EXERCISE OBJECTIVE
Give the lines again exactly, from the one holding "Definition first: for each instance of the stone floor, imagine" to the last line of the listing below, both ends included and nothing added.

RECORDS FOR PROCESSING
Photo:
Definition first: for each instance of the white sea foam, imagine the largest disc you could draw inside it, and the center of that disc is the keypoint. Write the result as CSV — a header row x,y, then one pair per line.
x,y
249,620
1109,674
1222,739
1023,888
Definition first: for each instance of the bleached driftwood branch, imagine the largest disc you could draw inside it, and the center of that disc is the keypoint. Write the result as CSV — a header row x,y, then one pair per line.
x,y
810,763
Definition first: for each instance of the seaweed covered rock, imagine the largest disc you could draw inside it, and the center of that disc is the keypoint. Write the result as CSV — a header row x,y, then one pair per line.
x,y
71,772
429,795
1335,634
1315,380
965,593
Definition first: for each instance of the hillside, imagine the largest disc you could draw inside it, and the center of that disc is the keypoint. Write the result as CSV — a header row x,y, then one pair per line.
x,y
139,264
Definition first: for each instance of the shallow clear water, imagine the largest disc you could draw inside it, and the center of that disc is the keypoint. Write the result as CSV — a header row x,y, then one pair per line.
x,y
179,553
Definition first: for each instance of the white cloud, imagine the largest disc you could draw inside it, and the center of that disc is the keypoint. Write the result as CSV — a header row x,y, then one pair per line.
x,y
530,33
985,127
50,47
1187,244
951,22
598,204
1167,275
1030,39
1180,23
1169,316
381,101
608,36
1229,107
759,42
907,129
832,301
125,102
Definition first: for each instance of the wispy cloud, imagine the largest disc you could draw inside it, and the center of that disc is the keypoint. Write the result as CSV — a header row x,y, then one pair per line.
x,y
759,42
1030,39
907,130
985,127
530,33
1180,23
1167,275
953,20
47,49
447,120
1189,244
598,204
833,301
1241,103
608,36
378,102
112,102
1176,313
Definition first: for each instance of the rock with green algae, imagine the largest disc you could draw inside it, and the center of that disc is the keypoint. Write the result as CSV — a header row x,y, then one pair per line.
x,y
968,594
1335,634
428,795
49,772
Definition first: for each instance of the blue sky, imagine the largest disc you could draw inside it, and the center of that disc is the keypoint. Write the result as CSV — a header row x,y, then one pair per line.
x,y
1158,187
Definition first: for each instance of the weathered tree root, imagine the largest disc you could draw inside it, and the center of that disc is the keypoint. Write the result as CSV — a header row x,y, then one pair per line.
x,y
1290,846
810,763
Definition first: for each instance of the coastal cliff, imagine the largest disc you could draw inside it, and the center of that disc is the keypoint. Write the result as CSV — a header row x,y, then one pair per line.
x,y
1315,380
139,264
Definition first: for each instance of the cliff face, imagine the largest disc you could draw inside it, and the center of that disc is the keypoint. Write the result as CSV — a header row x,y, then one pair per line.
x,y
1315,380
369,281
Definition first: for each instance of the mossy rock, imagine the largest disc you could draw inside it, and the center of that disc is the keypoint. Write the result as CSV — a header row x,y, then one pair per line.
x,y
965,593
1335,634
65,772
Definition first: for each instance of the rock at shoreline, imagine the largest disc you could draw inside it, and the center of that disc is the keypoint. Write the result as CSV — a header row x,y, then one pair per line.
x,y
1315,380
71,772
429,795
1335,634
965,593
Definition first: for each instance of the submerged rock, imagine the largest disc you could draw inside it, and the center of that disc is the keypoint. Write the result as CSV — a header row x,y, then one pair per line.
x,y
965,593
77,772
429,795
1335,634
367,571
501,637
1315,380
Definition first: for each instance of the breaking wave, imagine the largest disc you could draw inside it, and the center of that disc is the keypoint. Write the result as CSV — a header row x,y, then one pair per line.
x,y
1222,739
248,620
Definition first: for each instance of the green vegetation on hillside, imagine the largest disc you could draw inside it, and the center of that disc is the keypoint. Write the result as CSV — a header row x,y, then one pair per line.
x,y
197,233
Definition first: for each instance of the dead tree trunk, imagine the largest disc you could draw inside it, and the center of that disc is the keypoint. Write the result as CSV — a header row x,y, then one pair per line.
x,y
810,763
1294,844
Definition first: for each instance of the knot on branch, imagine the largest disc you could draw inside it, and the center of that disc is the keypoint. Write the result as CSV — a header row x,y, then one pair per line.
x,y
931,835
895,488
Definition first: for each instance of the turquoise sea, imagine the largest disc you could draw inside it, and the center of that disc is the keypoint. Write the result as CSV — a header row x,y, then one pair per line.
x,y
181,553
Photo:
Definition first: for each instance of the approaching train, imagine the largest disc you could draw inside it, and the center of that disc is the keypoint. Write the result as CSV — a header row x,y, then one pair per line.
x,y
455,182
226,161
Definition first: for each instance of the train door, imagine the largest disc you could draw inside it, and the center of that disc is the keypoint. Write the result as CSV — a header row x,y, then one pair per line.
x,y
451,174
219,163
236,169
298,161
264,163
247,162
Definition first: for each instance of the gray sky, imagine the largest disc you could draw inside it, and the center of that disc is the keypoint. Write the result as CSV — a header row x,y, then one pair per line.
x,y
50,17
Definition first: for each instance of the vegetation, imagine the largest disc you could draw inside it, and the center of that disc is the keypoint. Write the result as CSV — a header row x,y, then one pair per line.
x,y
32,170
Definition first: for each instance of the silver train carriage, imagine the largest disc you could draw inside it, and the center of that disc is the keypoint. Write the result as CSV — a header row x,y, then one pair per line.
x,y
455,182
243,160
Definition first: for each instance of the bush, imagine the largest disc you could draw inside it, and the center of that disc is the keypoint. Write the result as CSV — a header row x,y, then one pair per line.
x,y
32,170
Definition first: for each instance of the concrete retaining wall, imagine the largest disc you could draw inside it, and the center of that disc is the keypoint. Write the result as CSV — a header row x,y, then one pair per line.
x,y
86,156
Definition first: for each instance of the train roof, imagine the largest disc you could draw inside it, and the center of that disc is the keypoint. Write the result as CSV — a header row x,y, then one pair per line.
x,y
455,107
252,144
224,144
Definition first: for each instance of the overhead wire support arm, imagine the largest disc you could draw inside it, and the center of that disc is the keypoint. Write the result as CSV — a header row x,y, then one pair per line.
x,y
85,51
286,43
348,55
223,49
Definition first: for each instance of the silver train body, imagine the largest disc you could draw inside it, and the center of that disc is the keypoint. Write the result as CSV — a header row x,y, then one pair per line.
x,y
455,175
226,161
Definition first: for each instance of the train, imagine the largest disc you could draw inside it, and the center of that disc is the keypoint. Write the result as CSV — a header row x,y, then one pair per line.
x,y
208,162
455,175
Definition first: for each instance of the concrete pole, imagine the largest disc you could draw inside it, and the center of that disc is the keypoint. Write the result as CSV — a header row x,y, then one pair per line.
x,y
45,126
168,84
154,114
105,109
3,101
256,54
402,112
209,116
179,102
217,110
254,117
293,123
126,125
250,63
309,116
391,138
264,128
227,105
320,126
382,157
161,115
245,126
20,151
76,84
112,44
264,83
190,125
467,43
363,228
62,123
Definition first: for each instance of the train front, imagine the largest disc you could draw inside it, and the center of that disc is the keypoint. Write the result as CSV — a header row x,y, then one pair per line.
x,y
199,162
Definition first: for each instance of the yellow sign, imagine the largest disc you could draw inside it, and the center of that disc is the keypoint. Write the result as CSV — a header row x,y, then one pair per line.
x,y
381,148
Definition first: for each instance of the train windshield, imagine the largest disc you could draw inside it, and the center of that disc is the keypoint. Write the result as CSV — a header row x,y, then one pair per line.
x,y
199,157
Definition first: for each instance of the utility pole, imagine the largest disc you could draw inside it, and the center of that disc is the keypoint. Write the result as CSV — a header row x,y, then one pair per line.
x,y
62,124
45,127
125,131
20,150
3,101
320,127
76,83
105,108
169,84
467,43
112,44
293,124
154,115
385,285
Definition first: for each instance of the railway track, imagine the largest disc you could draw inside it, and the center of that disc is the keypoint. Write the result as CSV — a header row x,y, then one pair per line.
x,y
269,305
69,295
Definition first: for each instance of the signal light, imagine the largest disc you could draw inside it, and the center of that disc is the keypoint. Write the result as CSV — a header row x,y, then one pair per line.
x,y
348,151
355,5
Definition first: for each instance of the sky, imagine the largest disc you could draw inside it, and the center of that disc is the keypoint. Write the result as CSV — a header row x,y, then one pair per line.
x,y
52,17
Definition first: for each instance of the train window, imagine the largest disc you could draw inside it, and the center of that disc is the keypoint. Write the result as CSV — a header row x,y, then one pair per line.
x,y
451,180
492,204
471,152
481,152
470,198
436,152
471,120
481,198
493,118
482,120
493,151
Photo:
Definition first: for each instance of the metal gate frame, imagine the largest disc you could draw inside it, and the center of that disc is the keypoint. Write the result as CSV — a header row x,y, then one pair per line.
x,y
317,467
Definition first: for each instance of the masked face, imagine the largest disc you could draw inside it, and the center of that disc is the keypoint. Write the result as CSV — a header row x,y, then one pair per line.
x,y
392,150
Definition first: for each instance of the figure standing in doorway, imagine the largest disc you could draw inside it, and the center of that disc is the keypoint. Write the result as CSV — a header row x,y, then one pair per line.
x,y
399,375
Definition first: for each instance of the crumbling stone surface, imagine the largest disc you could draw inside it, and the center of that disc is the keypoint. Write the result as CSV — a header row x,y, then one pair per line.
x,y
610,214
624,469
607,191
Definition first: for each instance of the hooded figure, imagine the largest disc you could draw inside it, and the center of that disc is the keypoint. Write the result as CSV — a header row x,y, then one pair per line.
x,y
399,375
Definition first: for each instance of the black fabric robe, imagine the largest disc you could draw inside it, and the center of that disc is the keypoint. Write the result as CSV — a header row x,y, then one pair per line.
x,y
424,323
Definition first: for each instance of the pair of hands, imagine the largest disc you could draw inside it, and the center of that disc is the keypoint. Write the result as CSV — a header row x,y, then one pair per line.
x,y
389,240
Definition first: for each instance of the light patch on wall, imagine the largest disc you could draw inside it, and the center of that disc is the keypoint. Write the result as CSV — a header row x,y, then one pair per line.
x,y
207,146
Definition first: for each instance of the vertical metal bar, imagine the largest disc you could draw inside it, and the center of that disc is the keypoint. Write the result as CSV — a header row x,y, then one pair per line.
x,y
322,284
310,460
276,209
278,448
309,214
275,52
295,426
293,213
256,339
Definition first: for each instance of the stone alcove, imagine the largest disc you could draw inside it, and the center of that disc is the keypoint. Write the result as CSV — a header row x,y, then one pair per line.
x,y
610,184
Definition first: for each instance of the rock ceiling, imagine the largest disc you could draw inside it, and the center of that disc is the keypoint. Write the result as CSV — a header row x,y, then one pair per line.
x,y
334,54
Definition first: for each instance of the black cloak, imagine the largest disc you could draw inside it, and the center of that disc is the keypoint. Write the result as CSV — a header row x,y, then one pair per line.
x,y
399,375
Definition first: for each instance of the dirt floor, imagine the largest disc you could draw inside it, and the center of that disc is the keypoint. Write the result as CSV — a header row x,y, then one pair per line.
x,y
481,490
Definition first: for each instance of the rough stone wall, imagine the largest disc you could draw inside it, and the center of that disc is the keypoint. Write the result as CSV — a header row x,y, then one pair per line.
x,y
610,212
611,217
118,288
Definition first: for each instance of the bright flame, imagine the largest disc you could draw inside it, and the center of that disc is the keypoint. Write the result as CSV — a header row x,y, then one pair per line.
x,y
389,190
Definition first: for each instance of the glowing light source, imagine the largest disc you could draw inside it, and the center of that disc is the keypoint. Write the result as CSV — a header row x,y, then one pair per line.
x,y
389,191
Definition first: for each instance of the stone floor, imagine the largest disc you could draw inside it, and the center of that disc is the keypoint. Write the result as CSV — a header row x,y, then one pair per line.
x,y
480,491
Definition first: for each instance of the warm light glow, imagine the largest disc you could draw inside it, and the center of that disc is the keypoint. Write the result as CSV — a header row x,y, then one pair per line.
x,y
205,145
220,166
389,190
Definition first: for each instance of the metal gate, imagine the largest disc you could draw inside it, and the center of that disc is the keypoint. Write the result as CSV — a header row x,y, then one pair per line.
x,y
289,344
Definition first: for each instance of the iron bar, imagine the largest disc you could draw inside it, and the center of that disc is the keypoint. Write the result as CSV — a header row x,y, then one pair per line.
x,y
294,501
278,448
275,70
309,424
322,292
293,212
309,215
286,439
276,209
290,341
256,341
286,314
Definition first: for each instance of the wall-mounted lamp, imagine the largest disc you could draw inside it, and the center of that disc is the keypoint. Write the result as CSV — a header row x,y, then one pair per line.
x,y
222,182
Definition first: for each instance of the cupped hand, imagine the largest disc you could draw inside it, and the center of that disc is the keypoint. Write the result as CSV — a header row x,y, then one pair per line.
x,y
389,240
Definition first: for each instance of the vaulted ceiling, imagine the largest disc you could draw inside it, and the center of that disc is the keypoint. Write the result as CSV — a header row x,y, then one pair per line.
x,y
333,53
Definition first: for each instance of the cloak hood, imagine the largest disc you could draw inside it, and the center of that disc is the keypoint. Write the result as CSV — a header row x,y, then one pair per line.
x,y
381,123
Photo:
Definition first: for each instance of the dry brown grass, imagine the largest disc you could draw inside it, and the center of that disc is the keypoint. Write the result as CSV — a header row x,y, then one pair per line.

WRITTEN ANSWER
Definition first: for each instance of the stone floor, imagine the largest disc you could draw inside it, and the center of that disc is the keypoint. Write the result as CSV — a header row x,y, then one pair per line.
x,y
480,491
Definition first: for each instance of the warm light glow, imagine the largest disc you could draw inside it, and the center of that disc is the keypoint. Write the result as CSV — a header row x,y, then one pair per line.
x,y
205,145
220,166
389,190
Definition first: for each instance of the metal gate, imagine the largest disc you could draw inside it, and the center of that disc is the keypoint. Write the result as CSV — a header row x,y, then one pair per line.
x,y
289,344
Definition first: for each instance of the iron bar, imagine the largest disc you could draw inside it, and the center of that disc is the keypoint. Write the result as CSV — a header row x,y, then one pair per line.
x,y
294,501
278,448
275,70
309,424
322,292
293,212
309,215
286,439
276,209
290,341
256,341
286,314
Definition first: for each instance of the wall-mounted lamp, imagine the largest disc you could draw inside it, and the center of that disc is the keypoint. Write the result as CSV — a header row x,y, then one pair per line.
x,y
222,182
Definition first: for each instance of the cupped hand, imagine the largest disc you could draw inside it, and the center of that disc is the keypoint. Write the result as CSV — a header row x,y, then one pair per line.
x,y
389,240
Definition first: for each instance of the vaulted ceiling, imagine the largest disc you could draw inside it, and the center of that disc is the keypoint. Write the result as CSV — a header row x,y, then one pair per line.
x,y
333,53
Definition first: for each instance of the cloak hood, imagine the largest disc you could draw inside it, and the center of that disc is the keypoint. Write the result as CSV — a header row x,y, then one pair per line.
x,y
381,123
Photo:
Definition first: for each instance of the dry brown grass, imagine the largest disc you could draw inside it, and the center of that disc is the keypoint. Write the result as CSV — a header row x,y, then one pair per line.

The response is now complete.